━━ AANGEHAALDE TEKST ━━

ECLI:NL:RBOVE:2017:667

Betreft Omgevingsvergunning mestverwerkingsinstallatie Borne
Datum uitspraak 13-02-2017
Rechtsprekende instantie  Rechtbank
Proceduresoort Eerste aanleg - meervoudig
Trefwoorden afvalverwerking, meststoffen, vergisting, veehouderij, omgevingsvergunning, Borne
Bronnen vindplaats

Zaaknummer AWB 16/1560

Conclusies voor de m.e.r. praktijk

  • Mest is afval als een veehouder zich ervan wil ontdoen en het aan een mestbe- of verwerker aanbiedt.

  • Vergisting en scheiding van mest is geen chemische behandeling als bedoeld in categorie C18.4 van de bijlage bij het Besluit m.e.r.

━━━
━━ VERSTREKTE GEGEVENS ━━

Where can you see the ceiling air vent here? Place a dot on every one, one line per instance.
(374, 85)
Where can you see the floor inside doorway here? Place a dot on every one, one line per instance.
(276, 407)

━━━

OPDRACHTEN |
1 - Noem alle trefwoorden die de aangehaalde tekst bij deze uitspraak vermeldt.
2 - Op welke datum is volgens de aangehaalde tekst uitspraak gedaan?
3 - Schrijf de aangehaalde tekst over van "Betreft Omgevingsvergunning mestverwerkingsinstallatie" tot en met "het Besluit m.e.r." en vervang daarbij "Borne" door "Hengelo".

ANTWOORDEN |
1 - afvalverwerking, meststoffen, vergisting, veehouderij, omgevingsvergunning, Borne

2 - 13-02-2017

3 -
Betreft Omgevingsvergunning mestverwerkingsinstallatie Hengelo
Datum uitspraak 13-02-2017
Rechtsprekende instantie  Rechtbank
Proceduresoort Eerste aanleg - meervoudig
Trefwoorden afvalverwerking, meststoffen, vergisting, veehouderij, omgevingsvergunning, Hengelo
Bronnen vindplaats

Zaaknummer AWB 16/1560

Conclusies voor de m.e.r. praktijk

  • Mest is afval als een veehouder zich ervan wil ontdoen en het aan een mestbe- of verwerker aanbiedt.

  • Vergisting en scheiding van mest is geen chemische behandeling als bedoeld in categorie C18.4 van de bijlage bij het Besluit m.e.r.